═════ EXTRAIT DU DOCUMENT ═════

Si trois syndicats, et donc la majorité, ont signé le "protocole d’accord sur la revalorisation des personnels hospitaliers hors médecins", élaboré dans le cadre du Ségur de la santé, six autres, dont la CGT et Sud, appellent à manifester ce 14 juillet à 11 h pour réclamer davantage de moyens.
"Nous sommes très déçus. On s'est senti écoutés, on nous a acclamés comme des héros, et finalement, on se moque de nous." Le professeur de neurochirurgie au CHRU de Besançon et membre du collectif Inter-Hôpitaux, Laurent Thines est amer.
Après sept semaines de tractation, les personnels paramédicaux (infirmiers, aides-soignants, masseurs-kinésithérapeutes...) et non médicaux (techniciens, brancardiers, agents administratifs...) ont obtenu une enveloppe de 7,5 milliards d'euros pour améliorer leurs rémunérations, parmi 20 mesures de cette première phase du Ségur de la santé. Mais pour le médecin le compte n'y est pas. Les infirmiers et aides-soignants toucheront 183 euros de plus par mois, pour moitié en septembre, puis en mars 2021.
"On reste loin des 300 euros qu'il aurait fallu pour rejoindre la moyenne des pays européens, explique Laurent Thines. Les infirmières françaises continuent d'être moins bien payées que les infirmières portugaises. Cet accord n'est pas à la hauteur de l'enjeu. Pas après avoir "tenu la baraque" pendant la pandémie, pas après 14 mois de grève et de mobilisation. On distribue des miettes de salaires à certaines catégories professionnelles, mais en échange on va aggraver les horaires, les plannings...Tout cela est très décourageant".
"Je ne vous parle même pas des médecins, poursuit le neurochirurgien. Certes la prime d'indemnité de "service public exclusif" (versée aux praticiens qui s'engagent à ne travailler que dans les hôpitaux publics, sans dépassement d'honoraires) devrait passer de 490 euros bruts à 1 010, mais un neurochirurgien comme moi gagne cinq fois plus dans le privé, alors que je suis "professeur" ! Nous travaillons à l'hôpital public par vocation, et aussi parce que les interventions peuvent être plus complexes et plus intéressantes. Mais si les salaires ne suivent pas et les conditions se dégradent, plus aucun jeune médecin ne choisira le service public..."

═════

CONSIGNES DE TRAVAIL |
(A) Selon l'extrait sur le Ségur de la santé, de combien la rémunération mensuelle des infirmiers et aides-soignants doit-elle augmenter ?
(B) Dans l'extrait, condensez le paragraphe qui commence par « Après sept semaines de tractation » en conservant ses faits essentiels.
(C) Renvoyez sans aucune modification le passage de l'extrait commençant par "Si trois syndicats, et" et allant jusqu'à "davantage de moyens.".
Les enregistrements qui suivent proviennent d'une autre source que l'extrait.

═════ SECTION DES DONNÉES ═════

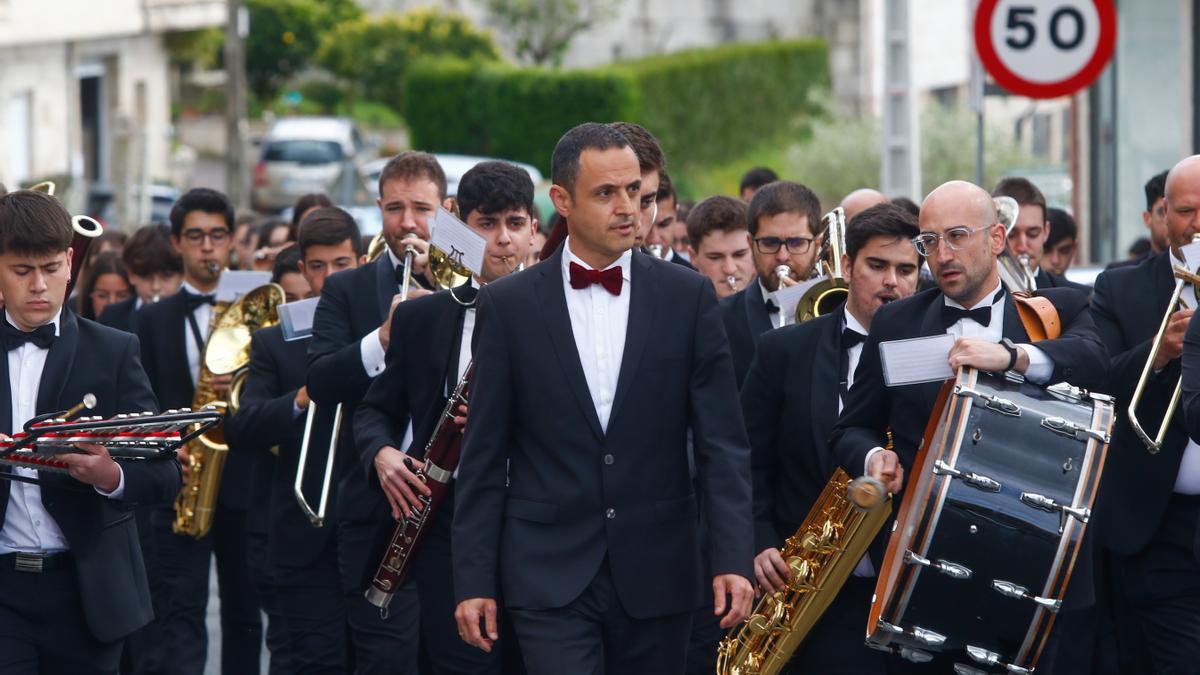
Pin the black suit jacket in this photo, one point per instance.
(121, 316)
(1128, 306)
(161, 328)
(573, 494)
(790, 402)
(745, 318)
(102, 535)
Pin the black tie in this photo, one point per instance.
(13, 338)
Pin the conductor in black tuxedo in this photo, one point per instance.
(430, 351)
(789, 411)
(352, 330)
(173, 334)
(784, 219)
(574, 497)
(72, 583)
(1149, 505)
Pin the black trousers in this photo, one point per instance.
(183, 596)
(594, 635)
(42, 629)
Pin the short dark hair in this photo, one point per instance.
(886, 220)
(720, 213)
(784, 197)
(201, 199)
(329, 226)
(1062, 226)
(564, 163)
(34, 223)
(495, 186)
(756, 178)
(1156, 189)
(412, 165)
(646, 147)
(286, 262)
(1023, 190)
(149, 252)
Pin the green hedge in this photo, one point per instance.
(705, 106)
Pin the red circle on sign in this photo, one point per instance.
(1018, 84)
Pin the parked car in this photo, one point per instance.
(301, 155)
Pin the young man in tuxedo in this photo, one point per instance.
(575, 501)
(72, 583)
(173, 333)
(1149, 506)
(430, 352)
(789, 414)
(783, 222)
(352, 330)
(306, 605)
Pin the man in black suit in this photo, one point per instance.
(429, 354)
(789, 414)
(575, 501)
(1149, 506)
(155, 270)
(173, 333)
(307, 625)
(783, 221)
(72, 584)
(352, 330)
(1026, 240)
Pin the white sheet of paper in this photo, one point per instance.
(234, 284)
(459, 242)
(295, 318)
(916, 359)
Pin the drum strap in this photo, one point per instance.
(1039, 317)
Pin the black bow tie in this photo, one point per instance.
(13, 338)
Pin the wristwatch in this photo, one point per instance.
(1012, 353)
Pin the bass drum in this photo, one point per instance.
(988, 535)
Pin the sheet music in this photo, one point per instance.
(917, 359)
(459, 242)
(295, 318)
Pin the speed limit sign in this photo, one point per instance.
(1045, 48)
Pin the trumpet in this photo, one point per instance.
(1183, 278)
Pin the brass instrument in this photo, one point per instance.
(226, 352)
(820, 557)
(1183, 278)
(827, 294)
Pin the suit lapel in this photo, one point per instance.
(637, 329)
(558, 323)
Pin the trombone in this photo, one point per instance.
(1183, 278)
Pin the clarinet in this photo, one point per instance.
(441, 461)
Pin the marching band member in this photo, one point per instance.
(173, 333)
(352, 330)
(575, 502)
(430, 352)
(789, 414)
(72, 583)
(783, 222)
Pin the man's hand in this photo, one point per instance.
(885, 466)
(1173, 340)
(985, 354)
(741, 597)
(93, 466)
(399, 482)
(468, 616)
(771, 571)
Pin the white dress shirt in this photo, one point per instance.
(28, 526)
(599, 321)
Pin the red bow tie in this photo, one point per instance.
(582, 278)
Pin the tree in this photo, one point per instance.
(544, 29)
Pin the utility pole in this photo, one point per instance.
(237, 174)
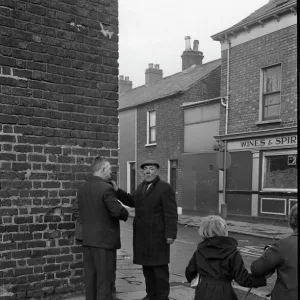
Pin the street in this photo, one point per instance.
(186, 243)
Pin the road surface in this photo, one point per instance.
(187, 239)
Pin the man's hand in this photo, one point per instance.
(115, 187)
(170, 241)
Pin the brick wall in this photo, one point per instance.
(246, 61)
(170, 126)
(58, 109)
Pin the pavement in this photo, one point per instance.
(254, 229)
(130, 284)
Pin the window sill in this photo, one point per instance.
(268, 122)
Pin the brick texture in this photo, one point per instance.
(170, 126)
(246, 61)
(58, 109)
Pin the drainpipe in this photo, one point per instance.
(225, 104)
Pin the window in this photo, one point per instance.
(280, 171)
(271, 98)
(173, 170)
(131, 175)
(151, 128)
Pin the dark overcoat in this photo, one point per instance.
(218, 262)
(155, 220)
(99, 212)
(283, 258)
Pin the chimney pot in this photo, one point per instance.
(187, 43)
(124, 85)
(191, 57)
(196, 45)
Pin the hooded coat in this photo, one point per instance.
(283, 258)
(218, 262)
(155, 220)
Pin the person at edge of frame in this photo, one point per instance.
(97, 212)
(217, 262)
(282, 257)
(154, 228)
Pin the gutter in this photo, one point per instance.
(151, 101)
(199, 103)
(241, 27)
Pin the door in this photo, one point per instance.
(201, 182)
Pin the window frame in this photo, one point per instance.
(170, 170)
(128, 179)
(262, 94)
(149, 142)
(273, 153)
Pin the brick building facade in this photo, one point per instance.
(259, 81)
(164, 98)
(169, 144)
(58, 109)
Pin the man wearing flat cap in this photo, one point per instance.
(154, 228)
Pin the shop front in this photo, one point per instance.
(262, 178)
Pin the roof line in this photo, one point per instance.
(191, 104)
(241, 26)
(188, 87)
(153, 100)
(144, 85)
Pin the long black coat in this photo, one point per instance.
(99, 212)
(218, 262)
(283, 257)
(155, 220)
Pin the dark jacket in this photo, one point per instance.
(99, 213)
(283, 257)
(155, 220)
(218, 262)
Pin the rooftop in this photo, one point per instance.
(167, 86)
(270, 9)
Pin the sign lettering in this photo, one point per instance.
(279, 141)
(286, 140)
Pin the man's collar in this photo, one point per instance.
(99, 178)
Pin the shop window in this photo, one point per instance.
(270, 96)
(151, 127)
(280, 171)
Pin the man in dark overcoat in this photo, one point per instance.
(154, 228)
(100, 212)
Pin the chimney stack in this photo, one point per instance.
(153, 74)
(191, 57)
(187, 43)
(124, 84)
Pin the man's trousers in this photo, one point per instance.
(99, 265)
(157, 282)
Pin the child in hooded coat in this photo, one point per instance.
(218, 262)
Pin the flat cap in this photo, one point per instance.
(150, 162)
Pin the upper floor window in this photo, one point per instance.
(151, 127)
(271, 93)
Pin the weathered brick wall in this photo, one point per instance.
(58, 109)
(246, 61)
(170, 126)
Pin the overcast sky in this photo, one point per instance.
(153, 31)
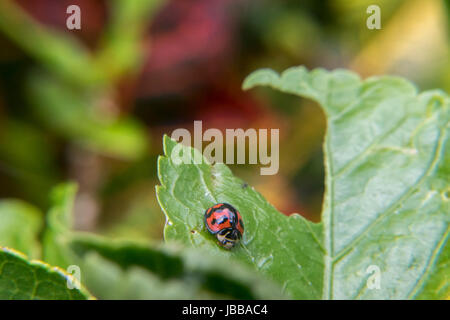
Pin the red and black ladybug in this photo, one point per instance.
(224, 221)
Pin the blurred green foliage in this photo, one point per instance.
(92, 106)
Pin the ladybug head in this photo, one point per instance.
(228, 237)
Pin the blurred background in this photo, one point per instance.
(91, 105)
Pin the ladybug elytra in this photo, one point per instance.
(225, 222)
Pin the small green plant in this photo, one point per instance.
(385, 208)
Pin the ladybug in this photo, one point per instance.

═════
═════ SECTION DES DONNÉES ═════

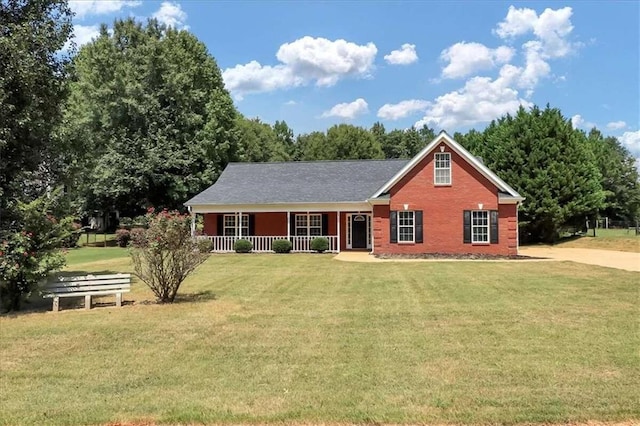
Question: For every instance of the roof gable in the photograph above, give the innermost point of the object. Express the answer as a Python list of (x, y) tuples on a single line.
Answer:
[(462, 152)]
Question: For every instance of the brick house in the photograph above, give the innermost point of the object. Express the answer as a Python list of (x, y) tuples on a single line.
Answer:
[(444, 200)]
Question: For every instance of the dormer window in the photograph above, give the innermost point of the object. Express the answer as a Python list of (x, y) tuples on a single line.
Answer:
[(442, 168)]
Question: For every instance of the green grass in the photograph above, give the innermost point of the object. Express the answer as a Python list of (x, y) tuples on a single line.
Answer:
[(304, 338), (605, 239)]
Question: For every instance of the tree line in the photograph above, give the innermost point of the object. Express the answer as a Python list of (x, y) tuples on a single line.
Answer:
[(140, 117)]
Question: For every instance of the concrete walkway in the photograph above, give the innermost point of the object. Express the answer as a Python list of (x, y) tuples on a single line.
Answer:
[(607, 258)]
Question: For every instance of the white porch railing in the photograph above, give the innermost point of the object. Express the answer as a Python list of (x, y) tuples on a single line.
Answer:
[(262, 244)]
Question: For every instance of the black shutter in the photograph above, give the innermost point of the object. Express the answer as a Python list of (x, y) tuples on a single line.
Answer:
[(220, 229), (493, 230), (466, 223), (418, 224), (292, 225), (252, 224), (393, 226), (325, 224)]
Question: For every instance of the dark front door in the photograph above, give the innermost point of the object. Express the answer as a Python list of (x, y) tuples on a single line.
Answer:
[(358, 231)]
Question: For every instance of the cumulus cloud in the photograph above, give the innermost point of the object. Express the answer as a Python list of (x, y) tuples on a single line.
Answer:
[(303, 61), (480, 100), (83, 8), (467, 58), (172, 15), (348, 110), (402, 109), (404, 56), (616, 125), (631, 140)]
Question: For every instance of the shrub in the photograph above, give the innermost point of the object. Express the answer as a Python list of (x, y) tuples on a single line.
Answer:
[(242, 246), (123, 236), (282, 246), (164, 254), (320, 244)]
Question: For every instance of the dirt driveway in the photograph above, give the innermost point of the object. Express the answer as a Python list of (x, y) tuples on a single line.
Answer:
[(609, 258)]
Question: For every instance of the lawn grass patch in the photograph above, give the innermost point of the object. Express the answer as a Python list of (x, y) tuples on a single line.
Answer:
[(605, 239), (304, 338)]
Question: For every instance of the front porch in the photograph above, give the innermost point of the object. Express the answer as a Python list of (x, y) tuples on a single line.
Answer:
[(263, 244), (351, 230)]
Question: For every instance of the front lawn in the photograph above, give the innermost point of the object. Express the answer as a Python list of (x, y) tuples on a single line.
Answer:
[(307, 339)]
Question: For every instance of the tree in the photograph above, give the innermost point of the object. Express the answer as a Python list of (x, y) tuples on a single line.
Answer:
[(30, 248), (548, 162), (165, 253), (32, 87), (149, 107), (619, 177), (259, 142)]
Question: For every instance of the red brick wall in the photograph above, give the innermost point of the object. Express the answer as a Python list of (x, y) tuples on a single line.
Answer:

═════

LISTE DES CORRIGÉS |
(A) De 183 euros par mois, versés pour moitié en septembre, puis en mars 2021.

(B) Au bout de sept semaines de tractation, les personnels paramédicaux et non médicaux obtiennent 7,5 milliards d'euros pour revaloriser leurs rémunérations. Cette enveloppe fait partie des 20 mesures de la première phase du Ségur de la santé. Le médecin la juge insuffisante. Infirmiers et aides-soignants percevront 183 euros de plus par mois, en deux temps : une moitié en septembre, l'autre en mars 2021.

(C)
Si trois syndicats, et donc la majorité, ont signé le "protocole d’accord sur la revalorisation des personnels hospitaliers hors médecins", élaboré dans le cadre du Ségur de la santé, six autres, dont la CGT et Sud, appellent à manifester ce 14 juillet à 11 h pour réclamer davantage de moyens.